TEXT UNDER STUDY →
*-*-*

The Internet has given vent to people who spew forth harsh, hate-filled language. But it has also provided a forum for serious discussion of the causes and effects of weaponic words.
On Facebook, for instance, you can find the issue debated on a page titled: "What is your take on the word 'faggot'?"
Justin Braton, 21, a student and pizza maker in Moorhead, Minn., writes, "Personally, if someone called me a fag, it wouldn't have much of an effect on me. I just haven't been put in any situation where that word inspires such fear and disgust. However, that isn't to say it's OK. Obviously it's a word meant to hurt a minority, to which I... gayly belong."
Another Facebook habitue observes: "I consider it a strong insult if someone actually calls me a 'fag' or 'faggot.' And then if someone merely uses the word in my presence whether they know I am gay or not, I still consider it insulting."
'Context Is All Important'
Randall Kennedy, a professor at Harvard University's law school and author of Nigger: The Strange Career of a Troublesome Word, has given a lot of thought to hate language. "Faggot can be used as viciously or facetiously or ironically or tenderly as nigger," says Kennedy. "Obviously they have different histories. But they are each verbal symbols and can be deployed or revalued or reinterpreted like any other symbol including the Confederate flag or the swastika."
He adds, "In a bow to history, I will say that using any of these symbols is presumptively bad. But only presumptively. They can all be put to other uses. Context is all important."
Part of the context, of course, is where we are as a society. Jesse Sheidlower, editor at large of the Oxford English Dictionary, told USA Today in 2007 that "we are in a place where the words traditionally considered the most obscene — sexual and scatological words — are viewed as less and less offensive, while words that are ethnic and religious slurs have increased in offensiveness."
The more the culture cares what blacks, Hispanics or gays think, Sheidlower said, "the more attuned we are to slurs against them."
Men belittling men — on a basketball court, in a bar, at a business meeting — is an ancient practice. "Even enlightened men," says Stuever, "men with many gay friends, men with functional relationships with wives and girlfriends — will demasculinize one another in casual conversation."
That challenge to manliness is at the heart of the recent NBA incidents. And whether the origin of the Fa-word-meaning today comes from the burning of heretics or the belittling of women (see Origins Of The Fa-Word), there is no positive way to look at it.
In our most popular culture, Stuever says, "nothing is currently more funny to male and female audiences than the subtle anti-gay joke, in which masculinity is threatened by inferences or direct examples of homosexuality. You see it everywhere – Saturday Night Live, sitcoms, movies like The Hangover."
Stuever says that when he was in college and just coming out, there was a sense that gays and lesbians could neutralize slurs "with irony and rebellious embrace. I think those of us in Generation X still like this approach."
But, he adds, in this age of anti-bullying, there is renewed effort to get kids to stop using all kinds of slurs. He alludes to a campaign against the word "retarded," made visible by public service announcements featuring Jane Lynch of Glee. He also points to a recent full-page advertisement in The New York Times urging people to stop saying "gay" to dub something undesirable or repugnant, as in "That's so gay."
In fact, Stuever suggests, this might be the next anti-slur frontier: the scrubbing away in popular parlance of the word "gay." Or, as he perhaps presciently refers to it, "the G-word."

*-*-*

ENTRIES SUPPLIED →
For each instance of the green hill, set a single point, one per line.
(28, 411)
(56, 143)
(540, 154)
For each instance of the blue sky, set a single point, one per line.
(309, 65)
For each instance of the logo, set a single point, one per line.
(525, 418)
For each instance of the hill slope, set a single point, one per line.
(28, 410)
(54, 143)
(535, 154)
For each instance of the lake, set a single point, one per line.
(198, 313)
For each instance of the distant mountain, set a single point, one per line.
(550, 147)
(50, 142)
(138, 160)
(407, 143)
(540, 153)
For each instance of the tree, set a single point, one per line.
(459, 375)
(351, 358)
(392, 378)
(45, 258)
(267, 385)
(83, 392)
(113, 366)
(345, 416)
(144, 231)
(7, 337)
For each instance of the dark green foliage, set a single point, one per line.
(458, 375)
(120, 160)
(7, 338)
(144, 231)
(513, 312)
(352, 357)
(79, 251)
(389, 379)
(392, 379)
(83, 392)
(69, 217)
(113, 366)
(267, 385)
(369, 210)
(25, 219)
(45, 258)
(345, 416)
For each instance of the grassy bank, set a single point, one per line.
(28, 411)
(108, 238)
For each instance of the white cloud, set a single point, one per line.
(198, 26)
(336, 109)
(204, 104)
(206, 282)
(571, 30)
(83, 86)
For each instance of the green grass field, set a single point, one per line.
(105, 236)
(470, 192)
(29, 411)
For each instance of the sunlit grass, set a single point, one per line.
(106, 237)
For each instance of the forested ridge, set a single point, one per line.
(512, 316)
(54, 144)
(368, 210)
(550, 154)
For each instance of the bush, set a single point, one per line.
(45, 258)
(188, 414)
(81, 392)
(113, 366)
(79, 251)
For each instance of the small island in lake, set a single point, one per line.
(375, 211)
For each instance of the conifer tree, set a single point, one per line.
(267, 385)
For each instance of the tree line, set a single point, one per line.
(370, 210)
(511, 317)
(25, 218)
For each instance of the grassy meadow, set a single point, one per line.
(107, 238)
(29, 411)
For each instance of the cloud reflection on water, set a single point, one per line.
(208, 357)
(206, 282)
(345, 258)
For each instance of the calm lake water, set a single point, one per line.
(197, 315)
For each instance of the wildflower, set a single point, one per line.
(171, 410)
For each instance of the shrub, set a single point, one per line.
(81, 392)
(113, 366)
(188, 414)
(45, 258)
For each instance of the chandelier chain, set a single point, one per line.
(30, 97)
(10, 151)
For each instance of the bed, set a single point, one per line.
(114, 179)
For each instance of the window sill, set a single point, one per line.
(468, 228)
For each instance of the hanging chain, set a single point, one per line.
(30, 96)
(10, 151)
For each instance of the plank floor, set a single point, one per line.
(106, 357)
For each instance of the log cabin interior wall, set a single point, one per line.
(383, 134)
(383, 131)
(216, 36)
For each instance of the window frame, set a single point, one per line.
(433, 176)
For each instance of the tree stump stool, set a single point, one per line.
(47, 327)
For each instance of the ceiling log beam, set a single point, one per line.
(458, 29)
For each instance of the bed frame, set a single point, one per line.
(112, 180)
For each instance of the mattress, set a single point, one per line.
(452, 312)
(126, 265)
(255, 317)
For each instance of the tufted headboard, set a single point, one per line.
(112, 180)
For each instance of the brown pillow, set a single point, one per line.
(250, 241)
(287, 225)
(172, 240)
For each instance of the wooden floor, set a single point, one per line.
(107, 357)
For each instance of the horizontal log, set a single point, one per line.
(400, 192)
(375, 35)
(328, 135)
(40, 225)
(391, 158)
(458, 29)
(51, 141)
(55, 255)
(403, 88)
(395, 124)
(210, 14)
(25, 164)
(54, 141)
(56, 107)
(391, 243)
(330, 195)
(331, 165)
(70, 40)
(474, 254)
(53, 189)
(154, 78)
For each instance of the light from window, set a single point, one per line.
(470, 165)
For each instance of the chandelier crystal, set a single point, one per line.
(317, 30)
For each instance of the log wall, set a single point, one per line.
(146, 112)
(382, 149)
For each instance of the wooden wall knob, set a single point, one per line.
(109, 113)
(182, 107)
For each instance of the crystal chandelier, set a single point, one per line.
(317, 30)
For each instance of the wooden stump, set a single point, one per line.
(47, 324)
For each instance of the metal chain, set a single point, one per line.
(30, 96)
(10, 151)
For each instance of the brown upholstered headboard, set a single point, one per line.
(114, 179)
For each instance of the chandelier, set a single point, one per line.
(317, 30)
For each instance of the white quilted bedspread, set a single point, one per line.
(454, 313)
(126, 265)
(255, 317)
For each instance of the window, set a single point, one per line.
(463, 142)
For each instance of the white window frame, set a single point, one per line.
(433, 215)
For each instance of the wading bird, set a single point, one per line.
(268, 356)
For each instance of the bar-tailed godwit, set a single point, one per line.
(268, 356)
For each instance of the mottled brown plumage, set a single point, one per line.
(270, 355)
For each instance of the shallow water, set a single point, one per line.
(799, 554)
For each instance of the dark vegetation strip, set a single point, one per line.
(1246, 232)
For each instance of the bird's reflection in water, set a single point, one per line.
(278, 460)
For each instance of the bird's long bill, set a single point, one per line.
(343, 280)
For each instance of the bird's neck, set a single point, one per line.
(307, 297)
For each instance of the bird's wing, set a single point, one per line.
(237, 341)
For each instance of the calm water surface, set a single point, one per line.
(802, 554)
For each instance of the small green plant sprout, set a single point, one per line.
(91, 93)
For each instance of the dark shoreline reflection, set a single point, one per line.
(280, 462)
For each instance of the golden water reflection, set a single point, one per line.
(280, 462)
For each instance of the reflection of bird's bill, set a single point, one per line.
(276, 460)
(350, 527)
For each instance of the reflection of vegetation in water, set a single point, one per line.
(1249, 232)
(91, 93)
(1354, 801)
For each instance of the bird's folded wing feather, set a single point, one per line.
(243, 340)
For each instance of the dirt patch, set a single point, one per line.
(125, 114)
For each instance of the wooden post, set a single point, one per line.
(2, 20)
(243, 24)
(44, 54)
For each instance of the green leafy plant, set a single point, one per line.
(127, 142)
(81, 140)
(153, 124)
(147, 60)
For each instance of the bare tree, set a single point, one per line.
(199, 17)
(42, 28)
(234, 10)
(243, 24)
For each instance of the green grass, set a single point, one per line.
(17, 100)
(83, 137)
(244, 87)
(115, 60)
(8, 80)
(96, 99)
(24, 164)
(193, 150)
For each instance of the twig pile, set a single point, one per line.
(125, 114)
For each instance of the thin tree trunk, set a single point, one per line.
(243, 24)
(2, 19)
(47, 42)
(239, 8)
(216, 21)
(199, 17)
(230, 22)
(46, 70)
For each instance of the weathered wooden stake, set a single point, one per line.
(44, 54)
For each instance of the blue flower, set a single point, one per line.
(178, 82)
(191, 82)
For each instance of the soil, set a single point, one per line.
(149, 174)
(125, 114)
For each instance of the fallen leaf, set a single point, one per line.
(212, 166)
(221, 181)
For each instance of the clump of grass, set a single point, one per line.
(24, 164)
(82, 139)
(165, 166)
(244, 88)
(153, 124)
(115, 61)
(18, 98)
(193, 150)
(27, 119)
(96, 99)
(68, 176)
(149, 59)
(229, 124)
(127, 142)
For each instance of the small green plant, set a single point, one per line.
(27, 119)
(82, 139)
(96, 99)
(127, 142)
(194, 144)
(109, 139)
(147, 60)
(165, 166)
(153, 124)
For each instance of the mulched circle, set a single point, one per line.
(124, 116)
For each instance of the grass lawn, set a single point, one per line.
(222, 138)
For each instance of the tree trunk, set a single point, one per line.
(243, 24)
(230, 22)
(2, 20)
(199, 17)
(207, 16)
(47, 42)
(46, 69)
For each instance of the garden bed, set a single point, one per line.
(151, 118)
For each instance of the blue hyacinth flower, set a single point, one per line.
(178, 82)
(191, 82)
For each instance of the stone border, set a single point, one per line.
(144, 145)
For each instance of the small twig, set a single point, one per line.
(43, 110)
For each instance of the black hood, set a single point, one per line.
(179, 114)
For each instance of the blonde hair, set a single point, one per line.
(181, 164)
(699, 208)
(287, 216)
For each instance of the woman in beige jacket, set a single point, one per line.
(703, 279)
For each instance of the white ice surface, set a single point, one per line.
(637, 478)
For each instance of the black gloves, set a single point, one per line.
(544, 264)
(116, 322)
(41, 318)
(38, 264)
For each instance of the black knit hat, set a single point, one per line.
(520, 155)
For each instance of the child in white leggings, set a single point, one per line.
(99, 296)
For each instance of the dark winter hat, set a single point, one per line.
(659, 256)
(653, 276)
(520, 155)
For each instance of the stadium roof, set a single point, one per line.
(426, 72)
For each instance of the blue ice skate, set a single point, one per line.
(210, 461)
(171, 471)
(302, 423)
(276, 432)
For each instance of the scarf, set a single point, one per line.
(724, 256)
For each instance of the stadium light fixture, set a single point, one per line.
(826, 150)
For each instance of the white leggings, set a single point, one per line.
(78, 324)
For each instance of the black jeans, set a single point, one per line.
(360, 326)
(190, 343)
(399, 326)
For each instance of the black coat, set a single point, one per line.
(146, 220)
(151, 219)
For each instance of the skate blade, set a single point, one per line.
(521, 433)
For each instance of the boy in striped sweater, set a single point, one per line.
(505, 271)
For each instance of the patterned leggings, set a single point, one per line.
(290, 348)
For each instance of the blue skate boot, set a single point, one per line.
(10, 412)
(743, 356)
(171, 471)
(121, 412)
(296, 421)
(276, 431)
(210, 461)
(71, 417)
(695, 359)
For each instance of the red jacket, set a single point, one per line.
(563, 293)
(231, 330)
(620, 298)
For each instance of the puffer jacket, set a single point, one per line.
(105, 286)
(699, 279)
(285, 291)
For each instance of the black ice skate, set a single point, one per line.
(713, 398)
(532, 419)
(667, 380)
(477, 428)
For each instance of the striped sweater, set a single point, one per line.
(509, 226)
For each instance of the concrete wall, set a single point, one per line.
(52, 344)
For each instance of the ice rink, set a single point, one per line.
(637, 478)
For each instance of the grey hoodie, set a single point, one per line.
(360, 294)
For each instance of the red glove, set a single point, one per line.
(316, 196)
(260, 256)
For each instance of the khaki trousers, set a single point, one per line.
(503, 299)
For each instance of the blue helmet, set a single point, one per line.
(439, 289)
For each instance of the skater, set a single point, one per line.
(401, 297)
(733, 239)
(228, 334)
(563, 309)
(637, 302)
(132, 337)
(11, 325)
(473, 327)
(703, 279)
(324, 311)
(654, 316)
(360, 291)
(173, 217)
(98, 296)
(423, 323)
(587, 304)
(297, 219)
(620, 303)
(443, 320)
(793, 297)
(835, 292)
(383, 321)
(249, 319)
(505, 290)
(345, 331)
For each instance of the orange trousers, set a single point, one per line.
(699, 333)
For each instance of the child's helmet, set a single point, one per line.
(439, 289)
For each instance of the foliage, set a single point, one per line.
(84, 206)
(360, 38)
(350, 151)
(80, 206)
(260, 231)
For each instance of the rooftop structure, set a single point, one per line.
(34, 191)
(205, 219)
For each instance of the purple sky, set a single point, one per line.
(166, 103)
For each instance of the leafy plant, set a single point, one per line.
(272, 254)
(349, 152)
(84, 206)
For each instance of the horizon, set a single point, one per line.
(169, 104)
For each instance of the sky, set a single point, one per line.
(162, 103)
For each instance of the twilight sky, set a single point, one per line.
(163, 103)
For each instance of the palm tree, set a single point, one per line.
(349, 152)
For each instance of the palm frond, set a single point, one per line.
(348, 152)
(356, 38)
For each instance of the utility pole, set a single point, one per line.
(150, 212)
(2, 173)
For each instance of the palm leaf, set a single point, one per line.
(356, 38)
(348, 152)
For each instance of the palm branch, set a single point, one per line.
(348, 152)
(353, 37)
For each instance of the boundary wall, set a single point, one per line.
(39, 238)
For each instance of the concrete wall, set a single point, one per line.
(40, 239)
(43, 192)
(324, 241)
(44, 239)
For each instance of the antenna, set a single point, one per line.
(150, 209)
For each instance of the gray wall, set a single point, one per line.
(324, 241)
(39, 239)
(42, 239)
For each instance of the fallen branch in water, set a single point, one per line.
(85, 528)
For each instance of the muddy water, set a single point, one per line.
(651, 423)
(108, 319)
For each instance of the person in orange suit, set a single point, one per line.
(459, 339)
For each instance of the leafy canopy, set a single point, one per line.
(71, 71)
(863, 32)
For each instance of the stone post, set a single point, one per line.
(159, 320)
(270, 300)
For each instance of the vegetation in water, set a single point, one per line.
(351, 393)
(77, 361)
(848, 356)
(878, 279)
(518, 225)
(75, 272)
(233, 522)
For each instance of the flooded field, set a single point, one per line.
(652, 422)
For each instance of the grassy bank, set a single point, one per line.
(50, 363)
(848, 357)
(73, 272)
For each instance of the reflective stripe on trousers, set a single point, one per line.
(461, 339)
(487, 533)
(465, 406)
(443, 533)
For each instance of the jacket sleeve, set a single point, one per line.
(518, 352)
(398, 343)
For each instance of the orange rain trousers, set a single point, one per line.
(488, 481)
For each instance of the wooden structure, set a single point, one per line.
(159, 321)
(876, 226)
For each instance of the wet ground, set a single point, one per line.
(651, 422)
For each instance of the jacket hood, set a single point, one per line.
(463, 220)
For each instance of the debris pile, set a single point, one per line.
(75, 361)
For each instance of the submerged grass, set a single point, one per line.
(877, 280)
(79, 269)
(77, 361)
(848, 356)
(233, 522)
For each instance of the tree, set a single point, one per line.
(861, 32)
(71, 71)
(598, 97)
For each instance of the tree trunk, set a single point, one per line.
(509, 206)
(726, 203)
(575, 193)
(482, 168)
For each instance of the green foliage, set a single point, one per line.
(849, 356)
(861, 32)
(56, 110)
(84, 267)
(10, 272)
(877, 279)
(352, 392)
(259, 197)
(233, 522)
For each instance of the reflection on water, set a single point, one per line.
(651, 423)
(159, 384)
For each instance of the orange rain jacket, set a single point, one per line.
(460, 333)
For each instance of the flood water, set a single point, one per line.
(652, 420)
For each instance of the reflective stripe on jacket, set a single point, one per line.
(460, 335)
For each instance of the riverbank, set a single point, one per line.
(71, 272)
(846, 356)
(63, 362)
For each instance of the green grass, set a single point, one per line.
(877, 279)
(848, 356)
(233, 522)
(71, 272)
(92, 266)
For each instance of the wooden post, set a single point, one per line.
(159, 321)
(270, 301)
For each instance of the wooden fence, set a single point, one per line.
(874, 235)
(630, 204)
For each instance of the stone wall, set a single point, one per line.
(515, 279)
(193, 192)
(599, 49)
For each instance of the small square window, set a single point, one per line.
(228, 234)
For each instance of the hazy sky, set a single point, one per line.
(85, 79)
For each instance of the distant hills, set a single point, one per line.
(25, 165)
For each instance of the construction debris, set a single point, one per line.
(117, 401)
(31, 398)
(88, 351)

*-*-*

TASK 1 →
In the text on slurs, who appeared in the public service announcements against the word "retarded"?
TASK 2 →
Repeat word for word everything in the text on slurs from "That challenge to" down to "look at it.".

EXERCISE SOLUTION 1 →
Jane Lynch of Glee.

EXERCISE SOLUTION 2 →
That challenge to manliness is at the heart of the recent NBA incidents. And whether the origin of the Fa-word-meaning today comes from the burning of heretics or the belittling of women (see Origins Of The Fa-Word), there is no positive way to look at it.